Please continue the text below about the Kept Animals Bill, picking up right after its last sentence.

Extract provided:
──────

Why do we need this law?

Now that the UK has left the European Union, the rules on bringing animals in and out of the country need to be reworked. The Kept Animals Bill establishes the new framework for transporting animals across borders,as well as creating many other animal-related rules, including a crackdown on dog theft.

The increased demand for kittens and puppies due to the COVID-19 pandemic made clear the need for stronger laws on pet imports. Unscrupulous breeders looking to cash-in exploit the current law in order to bring puppies and kittens into the country, with very little concern for the welfare of these vulnerable animals.

Exploiting the system

The Bill currently proposes introducing stricter limits on how many dogs and cats an ordinary pet owner can bring into the country when they go on holiday, travel for work, or other reasons that don’t involve selling the animals they bring into the country. This is called non-commercial pet travel. This will affect people travelling overseas and back with their pets by ferry or the Channel Tunnel.

The current pet travel rules allow each person in a non-commercial vehicle, such as a household car, to bring five dogs or cats in and out of the UK. This means a car with four people in it could bring 20 dogs into the UK. These rules are exploited by unscrupulous dealers to bring puppies, often bred in low welfare conditions, into the UK for sale, illegally avoiding the rules that are supposed to govern commercial puppy imports and protect dog welfare.

──────

Listed records:
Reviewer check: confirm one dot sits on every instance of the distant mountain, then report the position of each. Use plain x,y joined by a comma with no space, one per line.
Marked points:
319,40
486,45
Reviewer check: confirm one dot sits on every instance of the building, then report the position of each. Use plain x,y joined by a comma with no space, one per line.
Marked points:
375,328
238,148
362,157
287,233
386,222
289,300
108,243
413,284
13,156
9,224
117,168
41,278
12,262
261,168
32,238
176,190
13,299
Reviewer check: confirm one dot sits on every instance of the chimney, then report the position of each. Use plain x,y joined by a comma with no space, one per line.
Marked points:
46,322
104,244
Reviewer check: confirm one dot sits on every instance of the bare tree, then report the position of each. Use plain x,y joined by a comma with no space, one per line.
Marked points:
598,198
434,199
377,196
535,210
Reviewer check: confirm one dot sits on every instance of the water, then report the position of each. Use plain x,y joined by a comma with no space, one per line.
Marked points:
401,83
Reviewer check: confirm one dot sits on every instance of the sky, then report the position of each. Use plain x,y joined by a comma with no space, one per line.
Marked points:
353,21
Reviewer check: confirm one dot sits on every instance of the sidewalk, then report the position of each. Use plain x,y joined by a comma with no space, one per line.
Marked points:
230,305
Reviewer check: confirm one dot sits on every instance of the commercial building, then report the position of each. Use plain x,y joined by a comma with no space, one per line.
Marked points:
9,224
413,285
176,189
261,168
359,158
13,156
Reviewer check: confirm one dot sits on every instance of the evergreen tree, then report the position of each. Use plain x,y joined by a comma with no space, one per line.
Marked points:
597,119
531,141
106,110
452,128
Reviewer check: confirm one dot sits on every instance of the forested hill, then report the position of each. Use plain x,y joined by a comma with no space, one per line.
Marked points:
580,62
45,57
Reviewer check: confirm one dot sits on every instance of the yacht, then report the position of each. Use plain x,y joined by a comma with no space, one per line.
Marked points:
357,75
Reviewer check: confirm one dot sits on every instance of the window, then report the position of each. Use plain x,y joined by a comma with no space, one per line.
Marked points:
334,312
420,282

──────

Written answer:
Lower limits

The Government wants to crack down on this illegal practice, which is called puppy smuggling. The suggested rules under the Kept Animals Bill would reduce the number of pet dogs or cats that can be brought in under non-commercial import rules to a maximum of five in a single car.

Battersea believes this is still too high. While not as lucrative as the current limits, puppy smugglers could still exploit being able to import five dogs per car. A study from 2019 found that 99% of UK dog owners owned three or fewer dogs. We believe the limit should therefore be reduced to three as this will cover nearly all ordinary dog owners travelling with their pets, and we want the Bill to be amended to make this change.

Progress stalled

The Bill advanced to its Committee Stage in the House of Commons in November 2021 but has made no Parliamentary progress since, and with no date announced for its next stage. It is concerning that the Government has yet to commit to a clear timetable for such an important Bill with wide-ranging implications for animal welfare.

Successful changes in the law have given animal lovers many reasons to cheer in recent years, particularly the new five year maximum sentences for animal cruelty, but the unexplained delays to the Government’s animal welfare agenda are a worry for dog and cat owners, and all those people wanting to welcome new pets into their homes in the coming years.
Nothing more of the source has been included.